Write what comes next in the bug report about a hanging datasets map call, starting right after its last line of code.

Quoted text:
— Begin —
Datasets map keeps hanging

Describe the bug

Map has been taking extremely long to preprocess my data.

It seems to process 1000 examples (which it does really fast in about 10 seconds), then it hangs for a good 1-2 minutes, before it moves on to the next batch of 1000 examples.

It also keeps eating up my hard drive space for some reason by creating a file named tmp1335llua that is over 300GB.

Trying to set num_proc to be >1 also gives me the following error: NameError: name ‘processor’ is not defined

Please advise on how I could optimise this?

Steps to reproduce the bug

In general, I have been using map as per normal. Here is a snippet of my code:

###########################        DATASET LOADING AND PREP        #########################

def load_custom_dataset(split):
    ds = []
    if split == 'train':
        for dset in args.train_datasets:
            ds.append(load_from_disk(dset))
    if split == 'test':
        for dset in args.test_datasets:
            ds.append(load_from_disk(dset))

    ds_to_return = concatenate_datasets(ds)
    ds_to_return = ds_to_return.shuffle(seed=22)
    return ds_to_return



def prepare_dataset(batch):
    # load and (possibly) resample audio data to 16kHz
    audio = batch["audio"]

    # compute log-Mel input features from input audio array
    batch["input_features"] = processor.feature_extractor(audio["array"], sampling_rate=audio["sampling_rate"]).input_features[0]
    # compute input length of audio sample in seconds
    batch["input_length"] = len(audio["array"]) / audio["sampling_rate"]

    # optional pre-processing steps
    transcription = batch["sentence"]
    if do_lower_case:
        transcription = transcription.lower()
    if do_remove_punctuation:
        transcription = normalizer(transcription).strip()
— End —
Stored rows:
— Begin —
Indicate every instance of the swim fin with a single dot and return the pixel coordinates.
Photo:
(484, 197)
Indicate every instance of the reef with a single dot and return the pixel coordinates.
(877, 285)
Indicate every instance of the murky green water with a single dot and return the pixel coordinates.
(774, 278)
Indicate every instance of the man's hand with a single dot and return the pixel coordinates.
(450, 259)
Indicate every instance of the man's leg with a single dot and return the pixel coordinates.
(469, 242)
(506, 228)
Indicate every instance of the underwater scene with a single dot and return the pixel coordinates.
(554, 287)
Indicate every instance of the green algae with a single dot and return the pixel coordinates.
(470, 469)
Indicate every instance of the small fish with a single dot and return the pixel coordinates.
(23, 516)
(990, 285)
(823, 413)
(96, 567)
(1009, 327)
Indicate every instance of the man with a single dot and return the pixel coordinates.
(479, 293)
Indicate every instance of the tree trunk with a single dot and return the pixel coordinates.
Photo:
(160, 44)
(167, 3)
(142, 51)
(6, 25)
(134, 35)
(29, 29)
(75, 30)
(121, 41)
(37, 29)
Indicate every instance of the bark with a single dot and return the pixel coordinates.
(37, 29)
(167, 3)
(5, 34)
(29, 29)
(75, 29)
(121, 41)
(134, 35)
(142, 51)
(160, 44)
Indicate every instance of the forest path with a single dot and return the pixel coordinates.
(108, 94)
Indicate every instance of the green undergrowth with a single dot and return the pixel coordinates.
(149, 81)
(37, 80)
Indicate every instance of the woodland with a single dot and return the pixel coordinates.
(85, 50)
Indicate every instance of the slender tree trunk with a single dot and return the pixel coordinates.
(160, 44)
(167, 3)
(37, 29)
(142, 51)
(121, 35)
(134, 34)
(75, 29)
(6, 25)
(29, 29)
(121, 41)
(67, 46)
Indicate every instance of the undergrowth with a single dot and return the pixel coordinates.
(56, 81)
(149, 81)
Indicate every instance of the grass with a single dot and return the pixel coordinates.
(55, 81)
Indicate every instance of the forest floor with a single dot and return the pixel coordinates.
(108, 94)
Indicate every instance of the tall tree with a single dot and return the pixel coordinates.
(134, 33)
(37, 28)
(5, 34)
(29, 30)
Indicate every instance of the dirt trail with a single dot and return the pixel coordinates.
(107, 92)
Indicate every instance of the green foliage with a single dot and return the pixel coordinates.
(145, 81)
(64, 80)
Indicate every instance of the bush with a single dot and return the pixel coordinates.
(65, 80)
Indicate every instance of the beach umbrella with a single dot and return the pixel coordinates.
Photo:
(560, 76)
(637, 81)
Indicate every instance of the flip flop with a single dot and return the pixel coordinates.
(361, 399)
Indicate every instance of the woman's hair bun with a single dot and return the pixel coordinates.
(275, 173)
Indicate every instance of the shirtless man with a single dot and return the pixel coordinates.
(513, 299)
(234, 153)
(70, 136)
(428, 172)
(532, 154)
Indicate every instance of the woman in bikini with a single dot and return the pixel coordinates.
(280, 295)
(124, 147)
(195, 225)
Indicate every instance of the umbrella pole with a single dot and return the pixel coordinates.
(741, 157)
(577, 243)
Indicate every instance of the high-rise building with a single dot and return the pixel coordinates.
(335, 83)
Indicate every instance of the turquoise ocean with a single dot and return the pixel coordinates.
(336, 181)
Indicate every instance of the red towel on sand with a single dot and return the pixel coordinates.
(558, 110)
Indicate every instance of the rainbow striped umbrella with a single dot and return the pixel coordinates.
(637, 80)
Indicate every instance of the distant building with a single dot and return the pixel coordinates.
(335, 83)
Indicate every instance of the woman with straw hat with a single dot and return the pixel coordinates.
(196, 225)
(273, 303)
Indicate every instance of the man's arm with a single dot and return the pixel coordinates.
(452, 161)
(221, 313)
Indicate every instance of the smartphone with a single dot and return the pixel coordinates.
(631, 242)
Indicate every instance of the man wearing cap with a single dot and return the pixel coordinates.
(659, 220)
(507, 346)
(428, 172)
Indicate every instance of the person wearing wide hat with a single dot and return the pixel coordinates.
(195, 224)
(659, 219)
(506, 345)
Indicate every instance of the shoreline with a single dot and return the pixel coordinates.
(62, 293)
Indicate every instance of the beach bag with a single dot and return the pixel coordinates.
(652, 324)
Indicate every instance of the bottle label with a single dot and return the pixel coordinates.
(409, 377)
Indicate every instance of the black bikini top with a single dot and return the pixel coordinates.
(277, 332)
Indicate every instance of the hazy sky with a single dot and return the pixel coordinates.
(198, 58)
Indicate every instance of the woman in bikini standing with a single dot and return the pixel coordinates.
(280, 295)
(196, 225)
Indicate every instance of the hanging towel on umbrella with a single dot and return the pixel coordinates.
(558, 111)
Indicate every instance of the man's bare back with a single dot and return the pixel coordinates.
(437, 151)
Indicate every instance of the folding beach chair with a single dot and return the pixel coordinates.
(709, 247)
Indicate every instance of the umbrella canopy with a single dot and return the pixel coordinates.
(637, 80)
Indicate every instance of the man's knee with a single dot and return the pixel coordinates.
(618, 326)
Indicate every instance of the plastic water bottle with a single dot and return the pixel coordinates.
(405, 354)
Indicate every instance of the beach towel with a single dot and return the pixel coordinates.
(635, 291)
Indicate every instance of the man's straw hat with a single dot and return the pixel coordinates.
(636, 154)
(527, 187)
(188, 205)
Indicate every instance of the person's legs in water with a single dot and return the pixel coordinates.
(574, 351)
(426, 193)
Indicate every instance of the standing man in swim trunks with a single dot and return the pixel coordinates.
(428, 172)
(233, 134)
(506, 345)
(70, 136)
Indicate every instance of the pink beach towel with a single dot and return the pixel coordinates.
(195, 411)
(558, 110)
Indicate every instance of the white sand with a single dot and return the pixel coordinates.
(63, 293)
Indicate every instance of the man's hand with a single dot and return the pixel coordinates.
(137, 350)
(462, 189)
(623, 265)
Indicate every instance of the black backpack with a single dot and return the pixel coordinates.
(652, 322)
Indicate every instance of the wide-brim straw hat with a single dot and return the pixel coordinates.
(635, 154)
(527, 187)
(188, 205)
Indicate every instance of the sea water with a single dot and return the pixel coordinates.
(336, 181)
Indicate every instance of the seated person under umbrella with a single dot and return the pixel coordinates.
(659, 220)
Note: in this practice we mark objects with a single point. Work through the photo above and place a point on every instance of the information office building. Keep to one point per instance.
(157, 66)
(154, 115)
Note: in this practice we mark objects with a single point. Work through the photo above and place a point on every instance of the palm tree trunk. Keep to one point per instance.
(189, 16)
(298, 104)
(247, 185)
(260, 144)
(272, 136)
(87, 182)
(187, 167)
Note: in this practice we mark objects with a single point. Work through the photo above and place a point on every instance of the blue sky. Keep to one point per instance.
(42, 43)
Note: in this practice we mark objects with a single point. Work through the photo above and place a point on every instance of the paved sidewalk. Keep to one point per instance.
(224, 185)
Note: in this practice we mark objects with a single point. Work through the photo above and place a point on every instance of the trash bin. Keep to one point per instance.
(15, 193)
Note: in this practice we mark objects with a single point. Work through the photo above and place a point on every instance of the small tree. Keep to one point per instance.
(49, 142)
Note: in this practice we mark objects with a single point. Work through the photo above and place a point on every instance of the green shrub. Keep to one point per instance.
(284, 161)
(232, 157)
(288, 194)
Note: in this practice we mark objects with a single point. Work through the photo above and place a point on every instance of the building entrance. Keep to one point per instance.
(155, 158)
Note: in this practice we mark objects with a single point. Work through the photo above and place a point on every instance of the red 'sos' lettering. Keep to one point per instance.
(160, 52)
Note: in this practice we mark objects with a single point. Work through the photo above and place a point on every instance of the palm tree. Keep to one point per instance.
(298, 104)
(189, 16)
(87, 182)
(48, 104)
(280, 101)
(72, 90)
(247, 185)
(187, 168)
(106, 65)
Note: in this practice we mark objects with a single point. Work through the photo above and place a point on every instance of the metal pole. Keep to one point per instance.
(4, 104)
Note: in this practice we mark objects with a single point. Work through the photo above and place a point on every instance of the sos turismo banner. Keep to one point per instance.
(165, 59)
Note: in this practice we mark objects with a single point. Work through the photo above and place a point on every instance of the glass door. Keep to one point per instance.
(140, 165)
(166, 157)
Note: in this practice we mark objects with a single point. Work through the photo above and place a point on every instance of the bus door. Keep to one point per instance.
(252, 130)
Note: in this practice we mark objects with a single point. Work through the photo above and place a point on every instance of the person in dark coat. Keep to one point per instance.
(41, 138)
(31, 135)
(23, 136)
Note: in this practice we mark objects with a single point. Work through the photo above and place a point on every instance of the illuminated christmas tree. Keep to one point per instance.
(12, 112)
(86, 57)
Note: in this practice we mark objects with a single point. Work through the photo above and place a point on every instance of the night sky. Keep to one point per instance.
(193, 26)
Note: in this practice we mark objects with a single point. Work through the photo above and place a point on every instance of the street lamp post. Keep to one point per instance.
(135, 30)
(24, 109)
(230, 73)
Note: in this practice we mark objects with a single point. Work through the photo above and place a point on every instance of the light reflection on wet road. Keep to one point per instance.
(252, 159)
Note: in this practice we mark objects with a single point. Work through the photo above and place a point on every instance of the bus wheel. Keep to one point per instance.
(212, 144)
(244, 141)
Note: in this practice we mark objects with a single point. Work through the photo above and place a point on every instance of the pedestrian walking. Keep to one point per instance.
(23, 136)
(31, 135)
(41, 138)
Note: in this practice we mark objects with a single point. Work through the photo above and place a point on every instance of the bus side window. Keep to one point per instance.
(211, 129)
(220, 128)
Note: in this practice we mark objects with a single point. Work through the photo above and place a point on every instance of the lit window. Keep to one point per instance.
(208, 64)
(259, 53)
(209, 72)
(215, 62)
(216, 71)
— End —
Response to the exercise:
    # encode target text to label ids
    batch["labels"] = processor.tokenizer(transcription).input_ids
    return batch

print('DATASET PREPARATION IN PROGRESS...')

# case 3: combine_and_shuffle is true, only train provided
# load train datasets
train_set = load_custom_dataset('train')

 # split dataset
raw_dataset = DatasetDict()
raw_dataset = train_set.train_test_split(test_size = args.test_size, shuffle=True, seed=42)

raw_dataset = raw_dataset.cast_column("audio", Audio(sampling_rate=args.sampling_rate))

print("Before Map:")
print(raw_dataset)

raw_dataset = raw_dataset.map(prepare_dataset, num_proc=1)

print("After Map:")
print(raw_dataset)

Expected behavior

Based on the speed at which map is processing examples, I would expect a 5-6 hours completion for all mapping

However, because it hangs every 1000 examples, I instead roughly estimate it would take about 40 hours!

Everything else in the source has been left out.